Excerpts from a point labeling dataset

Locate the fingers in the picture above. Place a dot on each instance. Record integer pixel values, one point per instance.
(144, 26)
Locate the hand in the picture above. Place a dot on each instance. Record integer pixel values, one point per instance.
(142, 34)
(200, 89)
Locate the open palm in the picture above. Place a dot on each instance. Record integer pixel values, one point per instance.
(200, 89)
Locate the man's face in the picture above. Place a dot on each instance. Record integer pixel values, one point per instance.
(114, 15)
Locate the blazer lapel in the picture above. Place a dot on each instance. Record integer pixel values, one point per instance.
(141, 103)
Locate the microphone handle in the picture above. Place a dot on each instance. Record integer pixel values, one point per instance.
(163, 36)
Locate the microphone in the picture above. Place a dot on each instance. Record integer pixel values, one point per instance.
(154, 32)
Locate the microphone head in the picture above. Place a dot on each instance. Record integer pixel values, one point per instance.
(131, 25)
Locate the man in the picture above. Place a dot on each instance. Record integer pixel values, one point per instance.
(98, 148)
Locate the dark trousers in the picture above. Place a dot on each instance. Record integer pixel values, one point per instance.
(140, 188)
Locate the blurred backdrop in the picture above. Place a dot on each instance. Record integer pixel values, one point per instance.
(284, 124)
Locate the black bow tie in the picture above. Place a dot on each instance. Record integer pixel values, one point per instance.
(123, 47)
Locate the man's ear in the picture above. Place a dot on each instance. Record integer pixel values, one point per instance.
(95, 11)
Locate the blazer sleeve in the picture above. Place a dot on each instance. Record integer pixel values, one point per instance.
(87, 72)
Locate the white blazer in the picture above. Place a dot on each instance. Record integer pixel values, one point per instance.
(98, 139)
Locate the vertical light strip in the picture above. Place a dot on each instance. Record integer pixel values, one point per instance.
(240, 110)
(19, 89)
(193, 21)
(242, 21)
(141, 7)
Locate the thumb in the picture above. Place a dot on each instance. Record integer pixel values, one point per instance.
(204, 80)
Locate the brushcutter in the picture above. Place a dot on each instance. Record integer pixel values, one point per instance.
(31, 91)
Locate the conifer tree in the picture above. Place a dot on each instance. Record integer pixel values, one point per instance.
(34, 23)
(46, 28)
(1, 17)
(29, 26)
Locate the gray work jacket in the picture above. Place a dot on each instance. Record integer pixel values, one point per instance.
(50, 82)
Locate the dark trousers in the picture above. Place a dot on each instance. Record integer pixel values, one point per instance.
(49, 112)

## [What this task involves]
Duplicate the entire listing above line for line, leaving every character unchanged.

## [Output of the exercise]
Locate the fingers in the picture above. Place a dot on each instance. Record integer pixel values, one point per instance.
(144, 26)
Locate the hand in the picture above. Place a dot on each instance. Record integer pixel values, one point per instance.
(142, 34)
(200, 89)
Locate the open palm in the picture above. Place a dot on each instance. Record integer pixel values, one point per instance.
(200, 89)
Locate the man's face in the picture above. Place a dot on each instance. Record integer pixel values, one point per instance.
(114, 15)
Locate the blazer lapel in the picture above. Place a dot on each instance. Record integer pixel values, one point per instance.
(141, 103)
Locate the microphone handle in the picture above. Place a dot on each instance. Record integer pixel values, one point per instance.
(163, 36)
Locate the microphone in the picture above. Place a dot on each instance. Record integer pixel values, one point per instance.
(154, 32)
Locate the microphone head in the picture above. Place a dot on each instance. Record integer pixel values, one point per instance.
(131, 25)
Locate the man in the picture above. Place a dot on each instance. Record integer pixel values, one point per instance.
(98, 148)
Locate the dark trousers in the picture above. Place a dot on each instance. Record integer pixel values, one point per instance.
(140, 188)
Locate the blurred backdrop in the picture above. Place a dot on each instance. Record integer pixel values, one point per instance.
(284, 124)
Locate the black bow tie in the picture above. Place a dot on each instance. Record integer pixel values, one point per instance.
(123, 47)
Locate the man's ear in the picture above. Place a dot on each instance. Record integer pixel values, one point per instance.
(95, 11)
Locate the blazer sleeve in the picture above. Place a dot on each instance. Record integer pixel values, one point per instance.
(87, 72)
Locate the white blazer in the picture above. Place a dot on each instance. Record integer pixel values, one point per instance.
(98, 139)
Locate the vertical light strip in the picture above. Place a dot on each instance. Record integer pixel values, one point per instance.
(240, 110)
(19, 89)
(193, 21)
(242, 21)
(141, 7)
Locate the thumb in the picture above. Place a dot on each instance. Record integer pixel values, one point per instance.
(204, 80)
Locate the brushcutter in the picture above. Place a dot on each instance. Record integer pixel values, one point per instance.
(31, 91)
Locate the conifer tree in the picture above. Place a dot on each instance. Record integer pixel values, one point per instance.
(34, 23)
(46, 28)
(1, 17)
(29, 26)
Locate the gray work jacket in the picture above. Place a dot on each instance. Record integer pixel values, one point per instance.
(50, 82)
Locate the dark trousers in the picture above. Place a dot on each instance. Record integer pixel values, one point per instance.
(49, 112)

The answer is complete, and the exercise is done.